*SOAL LATIHAN 1*. Identifikasi setiap baris dalam daftar di bawah yang memuat kata "railing", lalu salin baris-baris tersebut. Huruf besar dan kecil harus sama persis.

*KUTIPAN HALAMAN*.

§

Inilah kehidupan akan pendidikan negara ini yang termakan politik di balik kursi kekuasaan. Mereka hanya mencanangkan tanpa merealisasikan dengan maksimal janji-janji sewaktu mereka mengemis kepada rakyat untuk dipilih. Pendidikan gratis, sangatlah luas maknanya. Akan tetapi, mereka mengartikan terlalu sempit makna akan pendidikan itu. Terjabarkan indah di saat kampanye, tapi sewaktu naik dan terpilih, janji itu seakan fatamorgana yang tak kunjung terealisasikan. Apakah ini menandakan pendidikan itu hanya komersialisasi? sehingga dengan menjual wacana pendidikan gratis para elit politik leluasa membombardir stabilitas kehidupan rakyat, yang terlalu berharap akan program tersebut.
Sampai saat ini, rakyat tak menyadari sedikitpun, bahwa mereka telah tertipu dengan pendidikan gratis yang seakan-akan program ini membantu rakyat terutama rakyat miskin. Akan tetapi itu hanya untaian kata, realisasinya malah merugikan rakyat miskin. Lihat saja azas keadilan serta kesetaraan seakan di nomor dauakan. Yang ada hanya orang kaya semakin kaya, orang miskin semakin miskin. sehingga ini tidak sesuai dengan idiologi Indonesia yang sangat superior yakni Pancasila.

§

*DATA YANG DIPAKAI*.
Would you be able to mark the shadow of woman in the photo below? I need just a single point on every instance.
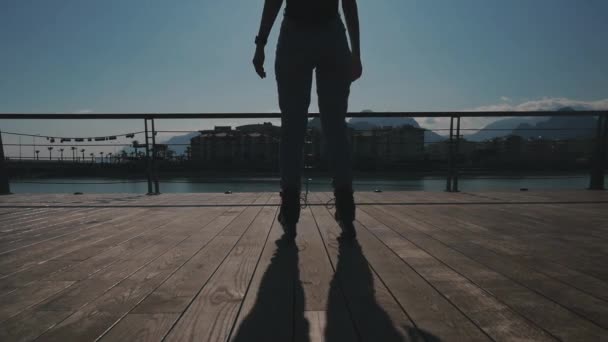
(274, 315)
(353, 283)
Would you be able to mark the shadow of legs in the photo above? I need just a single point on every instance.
(274, 315)
(353, 282)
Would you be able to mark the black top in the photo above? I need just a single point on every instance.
(312, 11)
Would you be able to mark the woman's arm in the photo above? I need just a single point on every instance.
(351, 14)
(269, 15)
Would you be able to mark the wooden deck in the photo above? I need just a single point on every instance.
(213, 267)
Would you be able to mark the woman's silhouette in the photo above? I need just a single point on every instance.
(313, 37)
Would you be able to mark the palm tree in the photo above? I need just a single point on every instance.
(136, 146)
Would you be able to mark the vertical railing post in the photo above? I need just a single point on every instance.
(154, 161)
(148, 169)
(4, 184)
(598, 160)
(448, 186)
(456, 152)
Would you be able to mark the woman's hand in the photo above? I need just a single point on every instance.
(258, 61)
(357, 68)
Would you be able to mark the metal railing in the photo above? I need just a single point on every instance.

§

*SOAL LATIHAN 2*.
Jawab pertanyaan berikut berdasarkan kutipan halaman di atas.
(a) Seperti apa janji pendidikan gratis digambarkan setelah para elit politik naik dan terpilih?
(b) Menurut kutipan halaman, realisasi pendidikan gratis justru merugikan siapa?
(c) Ideologi Indonesia apa yang disebut tidak sesuai dengan keadaan tersebut?

*JAWABAN LENGKAP 1*.
Would you be able to mark the vertical railing post in the photo above? I need just a single point on every instance.
Would you be able to mark the metal railing in the photo above? I need just a single point on every instance.

*JAWABAN LENGKAP 2*.
(a) Janji itu digambarkan seakan fatamorgana yang tak kunjung terealisasikan.
(b) Realisasinya justru merugikan rakyat miskin.
(c) Ideologi tersebut adalah Pancasila.